§ **Location identification entries**
>>

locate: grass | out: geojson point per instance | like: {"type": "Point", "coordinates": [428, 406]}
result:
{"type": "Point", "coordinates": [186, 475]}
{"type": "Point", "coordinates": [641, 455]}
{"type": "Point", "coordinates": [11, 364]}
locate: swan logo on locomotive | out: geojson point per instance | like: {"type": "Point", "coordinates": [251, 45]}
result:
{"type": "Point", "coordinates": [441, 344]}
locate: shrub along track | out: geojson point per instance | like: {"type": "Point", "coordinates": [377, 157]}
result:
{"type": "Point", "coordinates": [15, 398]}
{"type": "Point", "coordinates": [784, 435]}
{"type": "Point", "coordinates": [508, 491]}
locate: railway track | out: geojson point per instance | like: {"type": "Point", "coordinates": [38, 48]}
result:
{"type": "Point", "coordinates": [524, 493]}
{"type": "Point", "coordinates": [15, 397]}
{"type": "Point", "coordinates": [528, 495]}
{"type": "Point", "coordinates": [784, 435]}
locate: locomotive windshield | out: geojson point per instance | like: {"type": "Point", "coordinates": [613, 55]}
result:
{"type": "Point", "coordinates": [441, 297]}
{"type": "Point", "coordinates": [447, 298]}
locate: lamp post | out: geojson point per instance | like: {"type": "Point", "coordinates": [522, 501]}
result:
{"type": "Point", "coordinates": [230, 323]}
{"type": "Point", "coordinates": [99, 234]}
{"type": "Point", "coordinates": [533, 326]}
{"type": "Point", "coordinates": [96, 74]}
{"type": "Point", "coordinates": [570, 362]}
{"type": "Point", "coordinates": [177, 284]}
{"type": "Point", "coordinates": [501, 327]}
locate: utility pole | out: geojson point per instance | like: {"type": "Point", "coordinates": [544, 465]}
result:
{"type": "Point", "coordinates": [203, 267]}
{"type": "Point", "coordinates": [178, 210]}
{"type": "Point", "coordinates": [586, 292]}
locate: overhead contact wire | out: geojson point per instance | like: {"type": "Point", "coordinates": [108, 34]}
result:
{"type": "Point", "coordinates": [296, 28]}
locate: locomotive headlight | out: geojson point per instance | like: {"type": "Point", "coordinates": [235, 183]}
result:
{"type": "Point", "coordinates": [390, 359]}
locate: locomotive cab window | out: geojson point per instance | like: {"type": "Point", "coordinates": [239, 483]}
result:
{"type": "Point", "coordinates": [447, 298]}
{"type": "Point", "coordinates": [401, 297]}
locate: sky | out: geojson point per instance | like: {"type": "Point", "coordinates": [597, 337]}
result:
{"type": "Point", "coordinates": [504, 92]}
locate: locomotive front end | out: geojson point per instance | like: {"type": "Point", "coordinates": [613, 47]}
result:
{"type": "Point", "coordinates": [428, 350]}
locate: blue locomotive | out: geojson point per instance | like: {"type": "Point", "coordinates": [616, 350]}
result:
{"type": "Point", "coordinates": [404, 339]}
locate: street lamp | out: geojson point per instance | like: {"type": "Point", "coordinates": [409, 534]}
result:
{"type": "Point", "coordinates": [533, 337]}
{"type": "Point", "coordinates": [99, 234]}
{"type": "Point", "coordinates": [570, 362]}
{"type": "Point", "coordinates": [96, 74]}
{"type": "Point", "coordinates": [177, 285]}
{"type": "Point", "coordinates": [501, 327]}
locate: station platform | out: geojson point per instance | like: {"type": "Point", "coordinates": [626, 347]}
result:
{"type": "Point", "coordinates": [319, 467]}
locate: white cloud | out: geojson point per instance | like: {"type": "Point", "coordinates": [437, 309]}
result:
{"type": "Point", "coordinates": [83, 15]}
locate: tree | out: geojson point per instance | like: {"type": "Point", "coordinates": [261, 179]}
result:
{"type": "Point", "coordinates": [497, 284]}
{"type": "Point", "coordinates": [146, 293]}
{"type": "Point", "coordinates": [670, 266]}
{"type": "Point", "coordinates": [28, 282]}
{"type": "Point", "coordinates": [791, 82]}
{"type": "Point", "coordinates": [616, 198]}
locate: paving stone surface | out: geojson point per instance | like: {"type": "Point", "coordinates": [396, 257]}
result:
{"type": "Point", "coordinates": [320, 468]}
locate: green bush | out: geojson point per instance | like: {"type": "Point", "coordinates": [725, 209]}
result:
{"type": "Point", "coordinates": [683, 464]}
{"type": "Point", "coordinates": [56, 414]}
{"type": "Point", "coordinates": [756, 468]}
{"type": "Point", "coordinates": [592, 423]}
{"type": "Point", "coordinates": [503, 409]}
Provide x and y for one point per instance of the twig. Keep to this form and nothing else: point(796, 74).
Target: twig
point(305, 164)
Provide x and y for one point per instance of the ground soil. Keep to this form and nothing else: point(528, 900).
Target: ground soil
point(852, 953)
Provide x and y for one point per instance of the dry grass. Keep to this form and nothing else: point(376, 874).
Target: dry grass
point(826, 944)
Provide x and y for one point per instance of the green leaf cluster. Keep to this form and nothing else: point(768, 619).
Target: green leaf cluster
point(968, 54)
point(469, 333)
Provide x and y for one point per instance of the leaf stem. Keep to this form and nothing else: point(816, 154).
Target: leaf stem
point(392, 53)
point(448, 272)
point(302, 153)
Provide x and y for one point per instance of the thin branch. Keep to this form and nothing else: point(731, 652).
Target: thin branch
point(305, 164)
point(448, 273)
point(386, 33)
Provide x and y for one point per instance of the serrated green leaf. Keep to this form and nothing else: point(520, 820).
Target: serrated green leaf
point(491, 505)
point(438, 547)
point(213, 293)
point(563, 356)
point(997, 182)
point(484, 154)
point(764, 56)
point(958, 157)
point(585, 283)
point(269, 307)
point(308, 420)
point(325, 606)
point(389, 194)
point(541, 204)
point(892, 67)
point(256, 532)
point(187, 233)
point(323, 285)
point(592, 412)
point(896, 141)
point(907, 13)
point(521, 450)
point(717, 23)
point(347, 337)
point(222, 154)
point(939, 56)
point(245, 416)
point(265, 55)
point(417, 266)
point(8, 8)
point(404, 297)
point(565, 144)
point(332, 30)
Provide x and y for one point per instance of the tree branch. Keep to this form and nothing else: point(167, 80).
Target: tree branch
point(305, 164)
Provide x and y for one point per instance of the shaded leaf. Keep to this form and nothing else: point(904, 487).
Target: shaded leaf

<<

§ **REQUIRED WORK**
Extract each entry in full, exactly as given.

§ **COMPLETE RESPONSE**
locate: grass | out: geojson point per instance | like: {"type": "Point", "coordinates": [428, 406]}
result:
{"type": "Point", "coordinates": [186, 475]}
{"type": "Point", "coordinates": [641, 455]}
{"type": "Point", "coordinates": [11, 364]}
locate: swan logo on locomotive | out: geojson point per instance | like: {"type": "Point", "coordinates": [251, 45]}
result:
{"type": "Point", "coordinates": [441, 344]}
locate: shrub along track | out: geojson point per instance | like: {"type": "Point", "coordinates": [377, 157]}
result:
{"type": "Point", "coordinates": [15, 398]}
{"type": "Point", "coordinates": [784, 435]}
{"type": "Point", "coordinates": [508, 491]}
locate: railway track | out: geojson point per instance | like: {"type": "Point", "coordinates": [38, 48]}
result:
{"type": "Point", "coordinates": [524, 493]}
{"type": "Point", "coordinates": [15, 397]}
{"type": "Point", "coordinates": [528, 495]}
{"type": "Point", "coordinates": [784, 435]}
locate: locomotive windshield | out: geojson point per instance | like: {"type": "Point", "coordinates": [613, 55]}
result:
{"type": "Point", "coordinates": [441, 297]}
{"type": "Point", "coordinates": [447, 298]}
locate: lamp post | out: geojson point per instance | like: {"type": "Point", "coordinates": [522, 501]}
result:
{"type": "Point", "coordinates": [230, 323]}
{"type": "Point", "coordinates": [99, 234]}
{"type": "Point", "coordinates": [533, 326]}
{"type": "Point", "coordinates": [96, 74]}
{"type": "Point", "coordinates": [570, 362]}
{"type": "Point", "coordinates": [177, 284]}
{"type": "Point", "coordinates": [501, 327]}
locate: utility pole | out: geojson point per instance | like: {"type": "Point", "coordinates": [544, 465]}
result:
{"type": "Point", "coordinates": [203, 267]}
{"type": "Point", "coordinates": [178, 210]}
{"type": "Point", "coordinates": [586, 292]}
locate: overhead contact wire | out: geojson point per instance | like: {"type": "Point", "coordinates": [108, 34]}
result:
{"type": "Point", "coordinates": [296, 28]}
locate: locomotive headlight | out: geojson point per instance | like: {"type": "Point", "coordinates": [235, 183]}
result:
{"type": "Point", "coordinates": [390, 359]}
locate: locomotive cab window | out: geojson point per instance | like: {"type": "Point", "coordinates": [239, 483]}
result:
{"type": "Point", "coordinates": [447, 298]}
{"type": "Point", "coordinates": [401, 297]}
locate: sky | out: geojson point per instance | like: {"type": "Point", "coordinates": [597, 337]}
result:
{"type": "Point", "coordinates": [504, 92]}
locate: locomotive front end | out: geojson point per instance | like: {"type": "Point", "coordinates": [613, 47]}
result:
{"type": "Point", "coordinates": [428, 350]}
locate: blue locomotive | out: geojson point per instance | like: {"type": "Point", "coordinates": [616, 350]}
result:
{"type": "Point", "coordinates": [404, 339]}
locate: street lamp | out: geojson point per instance | like: {"type": "Point", "coordinates": [409, 534]}
result:
{"type": "Point", "coordinates": [533, 337]}
{"type": "Point", "coordinates": [99, 234]}
{"type": "Point", "coordinates": [570, 362]}
{"type": "Point", "coordinates": [96, 74]}
{"type": "Point", "coordinates": [177, 285]}
{"type": "Point", "coordinates": [501, 327]}
locate: station platform | out: geojson point per instance | like: {"type": "Point", "coordinates": [626, 347]}
result:
{"type": "Point", "coordinates": [319, 467]}
locate: white cloud | out: geojson point per instance | like: {"type": "Point", "coordinates": [437, 309]}
result:
{"type": "Point", "coordinates": [83, 15]}
locate: tree | out: geojson point per instance | like: {"type": "Point", "coordinates": [261, 179]}
result:
{"type": "Point", "coordinates": [497, 284]}
{"type": "Point", "coordinates": [146, 293]}
{"type": "Point", "coordinates": [670, 266]}
{"type": "Point", "coordinates": [28, 282]}
{"type": "Point", "coordinates": [791, 82]}
{"type": "Point", "coordinates": [616, 198]}
locate: paving stone surface | out: geojson point per instance | like: {"type": "Point", "coordinates": [396, 257]}
result:
{"type": "Point", "coordinates": [320, 468]}
locate: green bush | out: geojson point per instance | like: {"type": "Point", "coordinates": [725, 209]}
result:
{"type": "Point", "coordinates": [683, 464]}
{"type": "Point", "coordinates": [56, 414]}
{"type": "Point", "coordinates": [756, 468]}
{"type": "Point", "coordinates": [592, 423]}
{"type": "Point", "coordinates": [503, 409]}
Provide x and y for one point per instance of the twig. Keep to this form and nothing else: point(796, 74).
Target: twig
point(305, 164)
Provide x and y for one point per instance of the ground soil. Keep to this form and nothing else: point(528, 900).
Target: ground soil
point(852, 953)
Provide x and y for one point per instance of the dry grass. Keep to this form and nothing else: point(376, 874).
Target: dry grass
point(826, 944)
Provide x and y for one point per instance of the green leaf cluster. Keep to this form and nothing else: point(768, 619).
Target: green leaf cluster
point(968, 54)
point(469, 333)
Provide x and y for one point per instance of the leaf stem. Keep to this form and nothing else: point(816, 154).
Target: leaf stem
point(392, 53)
point(448, 272)
point(302, 153)
Provide x and y for one point per instance of the thin branch. Keep to this form and nothing else: point(731, 652).
Target: thin branch
point(305, 164)
point(448, 273)
point(386, 33)
Provide x and y for one point per instance of the serrated green leaf. Keep to this form and nothing else: point(520, 820).
Target: serrated green leaf
point(491, 505)
point(438, 547)
point(213, 293)
point(563, 356)
point(997, 182)
point(484, 154)
point(764, 56)
point(958, 157)
point(585, 283)
point(269, 307)
point(308, 420)
point(325, 606)
point(389, 194)
point(541, 204)
point(892, 67)
point(256, 532)
point(187, 233)
point(323, 285)
point(592, 412)
point(896, 141)
point(907, 13)
point(521, 450)
point(717, 23)
point(347, 337)
point(222, 154)
point(939, 56)
point(245, 416)
point(265, 55)
point(417, 266)
point(8, 8)
point(404, 297)
point(565, 144)
point(332, 30)
Provide x and y for one point per instance of the tree branch. Keep to this form and nothing else: point(167, 80).
Target: tree branch
point(305, 164)
Provide x and y for one point per instance of the shaded leaf. Keep to this form and nothing else: point(904, 487).
Target: shaded leaf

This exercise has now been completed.